## ARTICLE
══════

On-Demand TV: Why Big Name Actors Are Flooding To The Small Screen
So long as television has the ability to offer really meaty roles with deep characterisation and long-term plotting, actors will be drawn to it.
On June 19th, 2013, film and TV legend James Gandolfini passed away. Famed for his portrayal of Tony Soprano in the HBO series The Sopranos, he had recently finished filming a pilot for the network. The new show was entitled Criminal Justice, and Gandolfini was to play a lawyer defending a man who had woken up to find a girl he had spent the night with stabbed to death in his bed. A remake of a BBC drama, the show was reportedly a ‘shoe-in’ to be developed into a seven-episode miniseries. All that changed, however, following Gandolfini’s passing.
Flash-forward two months to September 25th, and HBO announce that they are still moving forward with the show having recast the part. The actor chosen to fill Gandolfini’s shoes? Robert De Niro, making his big entry to the small screen (not counting his cameo appearance on Extras). The largest surprise about this announcement, however, wasn’t that another well-known actor had been brought in, or indeed that De Niro was moving into the world of television. Perhaps the largest surprise was that it really wasn’t that surprising at all. Twenty years ago - ten, even - an actor such as De Niro playing a part on a television show would be unheard of. It would be seen as a signal to the rest of the world that he had failed to make it in Hollywood, and was being forced to find work were he could get it.

══════

[Records for identifying positions]
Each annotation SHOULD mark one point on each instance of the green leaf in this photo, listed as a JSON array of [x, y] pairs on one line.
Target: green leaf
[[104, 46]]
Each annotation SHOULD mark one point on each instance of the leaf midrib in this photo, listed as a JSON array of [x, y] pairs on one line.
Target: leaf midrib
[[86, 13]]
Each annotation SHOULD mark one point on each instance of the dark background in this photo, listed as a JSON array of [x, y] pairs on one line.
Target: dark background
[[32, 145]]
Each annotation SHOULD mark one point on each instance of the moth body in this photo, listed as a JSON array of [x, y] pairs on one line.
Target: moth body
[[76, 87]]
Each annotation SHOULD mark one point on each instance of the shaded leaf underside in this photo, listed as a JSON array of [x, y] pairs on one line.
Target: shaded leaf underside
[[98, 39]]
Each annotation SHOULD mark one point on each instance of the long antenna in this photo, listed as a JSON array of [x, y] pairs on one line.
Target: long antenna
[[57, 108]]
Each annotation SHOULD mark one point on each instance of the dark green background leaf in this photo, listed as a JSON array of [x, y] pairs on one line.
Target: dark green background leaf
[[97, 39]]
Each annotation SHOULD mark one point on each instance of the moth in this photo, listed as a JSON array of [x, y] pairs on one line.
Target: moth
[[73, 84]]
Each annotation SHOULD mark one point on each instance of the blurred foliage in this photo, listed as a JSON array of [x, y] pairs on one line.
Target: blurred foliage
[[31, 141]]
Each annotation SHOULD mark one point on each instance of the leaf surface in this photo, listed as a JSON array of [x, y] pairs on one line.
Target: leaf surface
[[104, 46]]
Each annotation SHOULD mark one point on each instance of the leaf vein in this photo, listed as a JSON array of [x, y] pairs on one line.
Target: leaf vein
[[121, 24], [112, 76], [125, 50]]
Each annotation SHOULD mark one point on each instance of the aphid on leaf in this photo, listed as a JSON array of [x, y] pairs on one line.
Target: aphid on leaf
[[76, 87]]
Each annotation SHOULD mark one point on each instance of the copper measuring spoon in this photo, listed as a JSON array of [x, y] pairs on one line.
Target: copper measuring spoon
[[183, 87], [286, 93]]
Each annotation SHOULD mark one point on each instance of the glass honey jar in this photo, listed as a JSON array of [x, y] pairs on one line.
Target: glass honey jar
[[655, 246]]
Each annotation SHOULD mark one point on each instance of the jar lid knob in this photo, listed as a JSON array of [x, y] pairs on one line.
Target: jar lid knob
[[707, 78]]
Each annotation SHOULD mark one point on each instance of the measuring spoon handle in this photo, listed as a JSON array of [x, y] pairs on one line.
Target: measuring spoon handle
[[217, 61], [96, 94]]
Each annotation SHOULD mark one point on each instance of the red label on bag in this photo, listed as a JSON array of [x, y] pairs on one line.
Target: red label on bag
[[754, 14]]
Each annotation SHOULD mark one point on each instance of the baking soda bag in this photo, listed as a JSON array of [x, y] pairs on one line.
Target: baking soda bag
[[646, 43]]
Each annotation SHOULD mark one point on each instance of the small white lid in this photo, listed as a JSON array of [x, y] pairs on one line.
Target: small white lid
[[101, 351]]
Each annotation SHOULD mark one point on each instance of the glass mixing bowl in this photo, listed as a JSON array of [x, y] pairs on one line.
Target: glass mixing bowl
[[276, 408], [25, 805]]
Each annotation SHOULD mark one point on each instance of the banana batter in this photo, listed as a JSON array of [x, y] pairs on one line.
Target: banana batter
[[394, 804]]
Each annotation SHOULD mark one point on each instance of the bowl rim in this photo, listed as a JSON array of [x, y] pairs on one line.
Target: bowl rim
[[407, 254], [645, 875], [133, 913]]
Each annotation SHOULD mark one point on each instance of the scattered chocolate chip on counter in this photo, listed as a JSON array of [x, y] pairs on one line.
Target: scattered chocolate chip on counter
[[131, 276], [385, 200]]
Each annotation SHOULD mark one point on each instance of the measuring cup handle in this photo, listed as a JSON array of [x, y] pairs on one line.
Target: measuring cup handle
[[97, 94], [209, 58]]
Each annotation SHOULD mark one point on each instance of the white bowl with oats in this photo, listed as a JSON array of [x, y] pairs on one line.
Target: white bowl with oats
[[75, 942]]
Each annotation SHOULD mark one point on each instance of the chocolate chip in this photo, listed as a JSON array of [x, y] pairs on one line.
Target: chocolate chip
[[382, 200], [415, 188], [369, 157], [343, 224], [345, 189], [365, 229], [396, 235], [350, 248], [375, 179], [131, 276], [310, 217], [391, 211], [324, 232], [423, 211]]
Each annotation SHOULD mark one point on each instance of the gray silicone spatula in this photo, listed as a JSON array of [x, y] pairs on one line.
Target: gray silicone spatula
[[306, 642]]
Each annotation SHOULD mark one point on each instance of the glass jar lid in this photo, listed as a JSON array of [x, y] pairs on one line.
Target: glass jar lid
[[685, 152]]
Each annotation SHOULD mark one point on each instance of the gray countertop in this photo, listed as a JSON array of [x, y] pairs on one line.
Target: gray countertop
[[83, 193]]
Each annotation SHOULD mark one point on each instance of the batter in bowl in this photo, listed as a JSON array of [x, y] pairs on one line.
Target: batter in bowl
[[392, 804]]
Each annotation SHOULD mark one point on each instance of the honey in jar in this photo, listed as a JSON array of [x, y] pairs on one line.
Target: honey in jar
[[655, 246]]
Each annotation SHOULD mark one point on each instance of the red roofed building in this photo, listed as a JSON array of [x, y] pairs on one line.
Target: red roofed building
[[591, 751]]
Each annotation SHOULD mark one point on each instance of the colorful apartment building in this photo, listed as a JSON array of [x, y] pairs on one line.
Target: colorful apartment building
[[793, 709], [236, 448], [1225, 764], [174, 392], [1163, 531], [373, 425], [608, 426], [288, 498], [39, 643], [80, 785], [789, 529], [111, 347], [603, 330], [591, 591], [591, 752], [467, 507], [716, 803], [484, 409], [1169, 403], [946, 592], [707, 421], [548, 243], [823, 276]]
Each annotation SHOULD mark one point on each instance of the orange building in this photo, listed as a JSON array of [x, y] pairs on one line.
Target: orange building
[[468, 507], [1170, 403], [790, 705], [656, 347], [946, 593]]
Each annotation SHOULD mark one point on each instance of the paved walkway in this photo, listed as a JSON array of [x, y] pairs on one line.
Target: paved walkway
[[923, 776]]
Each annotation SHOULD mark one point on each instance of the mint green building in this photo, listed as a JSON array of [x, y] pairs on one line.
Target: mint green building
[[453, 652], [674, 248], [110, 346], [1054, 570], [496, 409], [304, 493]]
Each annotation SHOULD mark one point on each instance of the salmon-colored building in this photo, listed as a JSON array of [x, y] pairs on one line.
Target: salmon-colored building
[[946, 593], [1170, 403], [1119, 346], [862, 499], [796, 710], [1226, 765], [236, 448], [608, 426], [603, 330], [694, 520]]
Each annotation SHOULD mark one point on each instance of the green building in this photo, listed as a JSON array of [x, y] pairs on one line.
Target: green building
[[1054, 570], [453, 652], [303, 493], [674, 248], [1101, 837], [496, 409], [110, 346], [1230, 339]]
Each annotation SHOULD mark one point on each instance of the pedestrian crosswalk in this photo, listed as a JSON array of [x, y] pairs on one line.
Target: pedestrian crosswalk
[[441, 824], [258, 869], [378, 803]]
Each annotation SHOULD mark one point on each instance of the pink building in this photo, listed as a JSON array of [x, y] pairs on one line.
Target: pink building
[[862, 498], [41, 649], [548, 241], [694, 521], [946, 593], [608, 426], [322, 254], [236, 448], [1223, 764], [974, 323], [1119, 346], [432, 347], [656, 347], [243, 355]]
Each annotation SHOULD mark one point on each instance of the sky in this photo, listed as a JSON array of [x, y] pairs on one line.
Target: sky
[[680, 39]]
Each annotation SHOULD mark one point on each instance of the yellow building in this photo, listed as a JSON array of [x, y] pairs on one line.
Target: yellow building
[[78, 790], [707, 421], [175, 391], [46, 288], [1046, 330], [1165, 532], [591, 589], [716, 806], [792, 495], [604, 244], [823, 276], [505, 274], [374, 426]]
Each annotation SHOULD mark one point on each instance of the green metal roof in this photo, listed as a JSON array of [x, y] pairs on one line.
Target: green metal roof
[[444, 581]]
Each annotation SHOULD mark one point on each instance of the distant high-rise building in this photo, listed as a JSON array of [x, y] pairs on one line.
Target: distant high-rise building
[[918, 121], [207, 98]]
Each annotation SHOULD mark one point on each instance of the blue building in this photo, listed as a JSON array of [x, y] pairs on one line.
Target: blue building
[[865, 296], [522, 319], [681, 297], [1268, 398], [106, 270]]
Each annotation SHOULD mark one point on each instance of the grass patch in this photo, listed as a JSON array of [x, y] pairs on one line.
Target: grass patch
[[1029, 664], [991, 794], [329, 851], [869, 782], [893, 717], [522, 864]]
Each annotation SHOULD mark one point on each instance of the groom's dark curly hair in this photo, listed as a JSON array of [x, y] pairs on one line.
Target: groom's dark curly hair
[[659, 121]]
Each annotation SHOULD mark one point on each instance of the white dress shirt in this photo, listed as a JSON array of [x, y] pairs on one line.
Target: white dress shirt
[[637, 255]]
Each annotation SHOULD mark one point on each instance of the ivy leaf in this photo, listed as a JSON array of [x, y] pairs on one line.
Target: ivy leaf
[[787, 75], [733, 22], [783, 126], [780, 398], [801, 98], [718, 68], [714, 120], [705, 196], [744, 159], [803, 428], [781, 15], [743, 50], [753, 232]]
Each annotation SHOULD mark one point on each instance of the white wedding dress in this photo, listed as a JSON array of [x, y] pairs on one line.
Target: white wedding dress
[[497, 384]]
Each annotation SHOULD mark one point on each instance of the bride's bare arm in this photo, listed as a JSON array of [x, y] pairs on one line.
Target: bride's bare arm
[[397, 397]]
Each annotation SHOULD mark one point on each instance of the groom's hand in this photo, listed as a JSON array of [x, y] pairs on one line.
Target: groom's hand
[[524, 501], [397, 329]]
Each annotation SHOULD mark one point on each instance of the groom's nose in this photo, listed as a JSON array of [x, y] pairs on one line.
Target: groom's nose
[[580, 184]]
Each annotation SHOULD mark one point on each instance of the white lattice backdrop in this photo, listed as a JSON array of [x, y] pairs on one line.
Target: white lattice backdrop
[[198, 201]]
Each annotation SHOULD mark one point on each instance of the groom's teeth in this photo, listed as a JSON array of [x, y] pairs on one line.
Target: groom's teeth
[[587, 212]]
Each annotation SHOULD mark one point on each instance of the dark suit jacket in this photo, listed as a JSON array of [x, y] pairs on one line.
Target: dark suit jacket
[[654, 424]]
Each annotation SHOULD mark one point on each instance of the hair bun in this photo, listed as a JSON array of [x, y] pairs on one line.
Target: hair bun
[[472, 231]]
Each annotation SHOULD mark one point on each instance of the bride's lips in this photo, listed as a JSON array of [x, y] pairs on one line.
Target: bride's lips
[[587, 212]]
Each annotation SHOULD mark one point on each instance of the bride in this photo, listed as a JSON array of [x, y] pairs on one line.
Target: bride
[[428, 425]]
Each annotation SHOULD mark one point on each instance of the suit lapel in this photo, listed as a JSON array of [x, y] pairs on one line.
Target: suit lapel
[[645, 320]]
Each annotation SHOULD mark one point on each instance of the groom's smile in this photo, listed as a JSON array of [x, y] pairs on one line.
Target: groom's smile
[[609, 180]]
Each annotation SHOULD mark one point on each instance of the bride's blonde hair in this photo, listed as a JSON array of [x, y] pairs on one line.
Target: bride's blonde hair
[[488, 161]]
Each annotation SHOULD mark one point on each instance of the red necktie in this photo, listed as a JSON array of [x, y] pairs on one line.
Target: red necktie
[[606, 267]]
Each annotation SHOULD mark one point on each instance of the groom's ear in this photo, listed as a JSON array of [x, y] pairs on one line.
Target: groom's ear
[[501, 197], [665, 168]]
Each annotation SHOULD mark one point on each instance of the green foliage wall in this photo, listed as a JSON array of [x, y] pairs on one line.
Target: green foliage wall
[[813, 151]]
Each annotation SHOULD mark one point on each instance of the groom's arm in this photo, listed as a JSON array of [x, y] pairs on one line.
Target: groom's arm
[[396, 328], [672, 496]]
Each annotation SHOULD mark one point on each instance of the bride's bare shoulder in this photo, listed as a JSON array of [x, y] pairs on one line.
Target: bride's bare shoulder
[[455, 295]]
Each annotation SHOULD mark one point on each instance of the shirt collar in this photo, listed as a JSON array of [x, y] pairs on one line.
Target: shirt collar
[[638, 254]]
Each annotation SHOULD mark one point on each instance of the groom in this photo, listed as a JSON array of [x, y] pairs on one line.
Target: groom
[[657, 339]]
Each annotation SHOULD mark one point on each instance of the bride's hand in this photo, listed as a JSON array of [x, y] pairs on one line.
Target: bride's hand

══════

## PROBLEM A
From the article on film actors moving to television, extract the passage that begins with the words containing "On-Demand TV: Why" and ends with "drawn to it.".
## PROBLEM B
Please continue the article about big-name actors turning to television from the point where it stops.
The items are not needed here.

## TASK ANSWER A
On-Demand TV: Why Big Name Actors Are Flooding To The Small Screen
So long as television has the ability to offer really meaty roles with deep characterisation and long-term plotting, actors will be drawn to it.

## TASK ANSWER B
Only not anymore. Once it was the dream of TV stars to try and ‘make it big’ in the film world, their career progression assessed by their ability to climb the ladder to leading men roles. Actors such as George Clooney, Bruce Willis and Robin Williams are all prime examples of this, each one successfully making the transition from something like ER to Ocean’s Eleven. But not everyone was as successful. David Caruso attempted the leap from hit show NYPD Blue, even going as far as telling his fellow cast members what he thought their chances were without him on his way out the door. Unfortunately, he utterly failed to make his mark in the world of cinema and was forced to return to TV, hat in hand. Whilst his career may have been famously parodied in South Park, in reality, he managed to land on his feet, playing the wonderfully-named Horatio Caine for many years on CSI: Miami.
But De Niro isn’t the only big name to slum it down in TV land. You only need to scan through the TV guide to find at least a couple of shows with film actors playing leading roles. So why the change? What has made television, once the graveyard of washed up actors, the hip place to be? And is having a star attached a sign of quality, or in today’s scheduling arena is it simply becoming more and more of a necessity?
Changing Channels
Let’s begin by looking at some of the first shows to boast having a big name Hollywood actor attached as lead star. The first that comes to this reviewer’s mind (and please feel free to comment below if there’s a better example) is Glenn Close. Joining the cast of FX’s The Shield in 2005, Close played Monica Rawling, newly appointed Captain of the Farmington precinct. Far from it being a career misfire, Close scored an Emmy for her performance. In fact, she enjoyed working in television so much that she decided to stay around a little longer, and headed up the cast of Damages in 2007 (which over the course of its five seasons also boasted a fairly large number of film stars amongst its cast, including the likes of Rose Byrne, William Hurt, John Goodman, Ryan Phillippe and Martin Short).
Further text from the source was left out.